IN A TUESDAY article about escalating violence in Baghdad's Green Zone, The New York Times continued to use the term "insurgent" to describe individuals who resist the U.S. and British occupation. Although there have been countless Bush administration speeches and press releases as well as media articles and editorials reporting "insurgent" attacks, the use of "insurgent" remains newsworthy as a propaganda phenomenon and as a barometer of popular support for our invasion of Iraq.

Linguistics Prof. Peter Baker reminded me in an interview that originally the administration and media used the term "terrorist" to describe Iraqi resistance fighters. Today, the media uses "insurgent" nearly without exception and even the administration uses "insurgent" as well as "terrorist." The evolution of the language used to dehumanize the victims of occupation illustrates both continuing elite denial of Iraqi humanity as well as incipient pragmatic criticism of the invasion.

"Terrorist" dehumanizes more completely than "insurgent." Terrorists, as President Bush has reminded us on numerous occasions, are motivated by hateful, destructive, misanthropic impulses. After Bush's absurd "mission accomplished" declaration aboard the Lincoln aircraft carrier in May 2003, and in the context of rapid growth of both al-Qaeda and the U.S. death toll in Iraq, some pragmatic supporters of American exceptionalism have begun to question the efficacy of this invasion.

History Prof. Tico Braun, whose writings deal extensively with political violence in Colombia, suggests that the declining use of "terrorist" and increasing use of "insurgent" "is a sign of grudging respect," signaling elite realization of the allegedly unanticipated consequences of suppressing a local population. Thus, from this perspective, media use of "insurgent" represents doubt about long-term prospects for U.S. domination of Iraq.

EXERCISE BRIEF: Write out the passage about the term "insurgent" word for word, from "IN A TUESDAY" up to and including "invasion of Iraq.".

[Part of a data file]
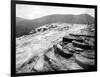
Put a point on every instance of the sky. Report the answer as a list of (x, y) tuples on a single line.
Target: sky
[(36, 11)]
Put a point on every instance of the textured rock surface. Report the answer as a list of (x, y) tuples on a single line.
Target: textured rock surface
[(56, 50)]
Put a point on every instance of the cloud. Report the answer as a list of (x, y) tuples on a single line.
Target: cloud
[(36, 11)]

...

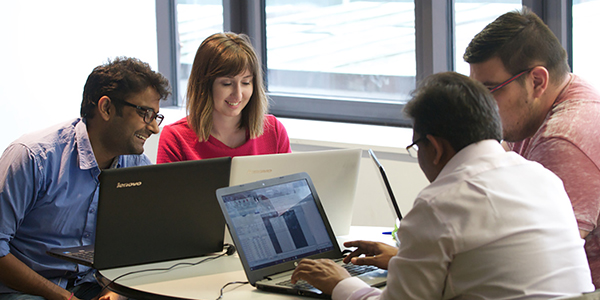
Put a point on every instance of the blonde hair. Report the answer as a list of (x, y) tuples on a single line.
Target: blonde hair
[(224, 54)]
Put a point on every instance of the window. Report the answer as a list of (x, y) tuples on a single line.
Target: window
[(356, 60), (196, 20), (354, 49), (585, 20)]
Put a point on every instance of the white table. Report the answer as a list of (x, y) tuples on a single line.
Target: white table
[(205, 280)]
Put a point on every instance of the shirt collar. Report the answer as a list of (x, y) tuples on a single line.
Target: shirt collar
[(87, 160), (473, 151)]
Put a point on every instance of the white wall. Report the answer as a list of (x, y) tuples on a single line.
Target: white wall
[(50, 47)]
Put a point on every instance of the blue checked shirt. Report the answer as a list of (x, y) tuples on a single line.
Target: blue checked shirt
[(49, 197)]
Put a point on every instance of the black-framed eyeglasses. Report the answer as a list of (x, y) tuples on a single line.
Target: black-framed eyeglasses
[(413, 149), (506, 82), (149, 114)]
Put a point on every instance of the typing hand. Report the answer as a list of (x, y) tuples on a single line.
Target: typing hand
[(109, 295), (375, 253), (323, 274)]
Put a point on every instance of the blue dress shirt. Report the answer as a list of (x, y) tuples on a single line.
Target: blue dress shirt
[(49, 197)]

RESULT OF THIS EXERCISE:
IN A TUESDAY article about escalating violence in Baghdad's Green Zone, The New York Times continued to use the term "insurgent" to describe individuals who resist the U.S. and British occupation. Although there have been countless Bush administration speeches and press releases as well as media articles and editorials reporting "insurgent" attacks, the use of "insurgent" remains newsworthy as a propaganda phenomenon and as a barometer of popular support for our invasion of Iraq.